### Texte à lire
==================================================

Encore faudra-t-il qu'il reste des ouvrages à dédicacer: sortis en novembre dernier, les 8000 exemplaires de L'Intégrale ont presque tous trouvé preneurs. Au grand étonnement de l'intéressé, dont les albums n'ont jamais réalisé des scores extraordinaires, un retirage est envisagé. Il est vrai que la notoriété de son petit personnage, comme il a pu le constater en s'installant à Genève, reste vive auprès des jeunes, moins jeunes et encore moins jeunes.

Apparues dans le journal Pilote sous forme de feuilleton à la fin des années 60, Les Aventures potagères du Concombre masqué détonnaient, et détonnent toujours dans la BD francophone. Le concombre lui-même, son ami Chourave, le cactus-blockhaus où il loge, son environnement (le bien-nommé désert de la folie douce), ses expressions («Keskeucé?», «Bretzel liquide!»), son rapport conflictuel à la réalité, à l'espace, au temps et surtout à la logique en font un héros irréductible, c'est-à-dire qui ne peut pas être ramené à autre chose. Il est unique. Et durable, au point que ses tribulations paraissent inscrites dans la mémoire collective. Il suffit de dire «Concombre masqué» à son entourage pour que surgissent le souvenir d'éléphants qui jouent au bowling dans le grenier, la pousse lente des rochers dans un jardin zen ou le soleil paresseux qui chaque matin peine à se réveiller.

Tout serait simple, et au final guère intéressant, si la création de Nikita Mandryka n'était qu'une pataphysique jalonnée de calembours et de néologismes. Or elle est bien davantage. L'originalité de Mandryka est celle d'un recours virtuose à l'absurde et au non-sens poétique, une configuration intellectuelle plus anglo-saxonne que latine. L'auteur lui-même est troublé par sa parenté psychique, voire névrotique, avec Lewis Carroll. Comme le père d'Alice, Nikita Mandryka est le type même du créateur qui a réussi à métaboliser son trouble affectif dans son art, et à lâcher la bride à son inconscient.

Ce n'est pas du freudisme de pacotille. Il faut voir comment les idées de Mandryka rebondissent de case en case, minent la surface molle du langage, questionnent sans fin l'existence et nient un sens à l'aventure potagère collective dans laquelle nous sommes tous embarqués. Ce patient-là a dû donner du fil à retordre à son analyste. Comme le psychiatre était lacanien, il a donné à Mandryka l'envie de traquer l'inconscient dans le verbe, et à filer la métaphore dans le désert de la folie douce. Cela a l'air sérieux, et même un peu grave, mais vous en connaissez beaucoup, vous, des auteurs de BD qui placent la rétrospective de leur travail créatif sous une citation de Goethe: «Vous nous introduisez dans la vie; vous infligez au malheureux la culpabilité, puis vous l'abandonnez à la peine, car toute faute s'expie ici-bas»?

==================================================

### Matériel fourni
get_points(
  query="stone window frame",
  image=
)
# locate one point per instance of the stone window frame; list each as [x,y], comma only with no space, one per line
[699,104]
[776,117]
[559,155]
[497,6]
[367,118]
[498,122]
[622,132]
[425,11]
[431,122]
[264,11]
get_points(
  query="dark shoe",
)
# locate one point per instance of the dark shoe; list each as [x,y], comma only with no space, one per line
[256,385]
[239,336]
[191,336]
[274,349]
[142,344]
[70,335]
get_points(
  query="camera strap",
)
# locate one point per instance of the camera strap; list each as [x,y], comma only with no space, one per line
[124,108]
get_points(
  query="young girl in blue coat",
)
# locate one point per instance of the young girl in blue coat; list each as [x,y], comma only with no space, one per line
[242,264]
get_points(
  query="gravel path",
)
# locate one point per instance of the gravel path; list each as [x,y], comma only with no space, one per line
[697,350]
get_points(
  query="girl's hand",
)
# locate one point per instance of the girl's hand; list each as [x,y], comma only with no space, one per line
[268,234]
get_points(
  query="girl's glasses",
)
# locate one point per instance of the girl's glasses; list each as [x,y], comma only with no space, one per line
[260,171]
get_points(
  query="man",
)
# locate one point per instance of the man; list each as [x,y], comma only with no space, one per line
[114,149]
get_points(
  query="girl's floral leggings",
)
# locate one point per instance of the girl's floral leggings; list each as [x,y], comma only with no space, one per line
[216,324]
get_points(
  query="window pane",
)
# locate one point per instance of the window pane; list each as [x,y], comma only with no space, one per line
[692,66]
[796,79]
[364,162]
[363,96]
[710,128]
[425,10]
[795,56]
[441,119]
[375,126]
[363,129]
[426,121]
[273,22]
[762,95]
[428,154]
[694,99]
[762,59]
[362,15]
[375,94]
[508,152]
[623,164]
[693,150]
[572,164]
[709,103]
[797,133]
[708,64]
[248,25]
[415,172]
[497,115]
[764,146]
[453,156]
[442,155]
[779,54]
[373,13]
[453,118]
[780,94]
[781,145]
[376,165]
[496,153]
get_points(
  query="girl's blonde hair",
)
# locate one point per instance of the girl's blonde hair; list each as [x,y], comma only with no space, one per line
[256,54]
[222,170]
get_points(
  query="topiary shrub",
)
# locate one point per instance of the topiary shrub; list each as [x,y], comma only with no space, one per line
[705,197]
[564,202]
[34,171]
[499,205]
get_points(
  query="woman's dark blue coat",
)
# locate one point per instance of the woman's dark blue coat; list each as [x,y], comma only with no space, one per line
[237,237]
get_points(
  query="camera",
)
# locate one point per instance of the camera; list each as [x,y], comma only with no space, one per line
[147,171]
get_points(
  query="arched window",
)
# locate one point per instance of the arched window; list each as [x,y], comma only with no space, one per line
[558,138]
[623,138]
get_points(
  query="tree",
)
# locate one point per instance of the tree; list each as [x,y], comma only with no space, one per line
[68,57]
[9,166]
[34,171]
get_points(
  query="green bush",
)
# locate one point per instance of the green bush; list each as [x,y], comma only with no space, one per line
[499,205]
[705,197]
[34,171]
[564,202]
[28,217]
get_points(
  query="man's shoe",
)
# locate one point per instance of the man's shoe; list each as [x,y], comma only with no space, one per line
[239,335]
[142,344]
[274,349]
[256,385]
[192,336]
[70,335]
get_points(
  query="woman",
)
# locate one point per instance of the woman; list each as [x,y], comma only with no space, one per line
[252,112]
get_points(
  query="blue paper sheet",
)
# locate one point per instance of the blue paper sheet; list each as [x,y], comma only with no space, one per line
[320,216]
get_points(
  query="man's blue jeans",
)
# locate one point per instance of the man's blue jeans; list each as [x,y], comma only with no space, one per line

==================================================

### Consigne 1
Pouvez-vous recopier, dans le texte sur le Concombre masqué, le passage qui va de « Apparues dans le » jusqu'à « à se réveiller. » inclus ?
### Consigne 2
D'après le texte sur le Concombre masqué, pourquoi Mandryka a-t-il eu l'envie de traquer l'inconscient dans le verbe ?

### Réponse attendue 1
Apparues dans le journal Pilote sous forme de feuilleton à la fin des années 60, Les Aventures potagères du Concombre masqué détonnaient, et détonnent toujours dans la BD francophone. Le concombre lui-même, son ami Chourave, le cactus-blockhaus où il loge, son environnement (le bien-nommé désert de la folie douce), ses expressions («Keskeucé?», «Bretzel liquide!»), son rapport conflictuel à la réalité, à l'espace, au temps et surtout à la logique en font un héros irréductible, c'est-à-dire qui ne peut pas être ramené à autre chose. Il est unique. Et durable, au point que ses tribulations paraissent inscrites dans la mémoire collective. Il suffit de dire «Concombre masqué» à son entourage pour que surgissent le souvenir d'éléphants qui jouent au bowling dans le grenier, la pousse lente des rochers dans un jardin zen ou le soleil paresseux qui chaque matin peine à se réveiller.

### Réponse attendue 2
Son psychiatre était lacanien. C'est ce psychiatre qui lui a donné l'envie de traquer l'inconscient dans le verbe et de filer la métaphore dans le désert de la folie douce.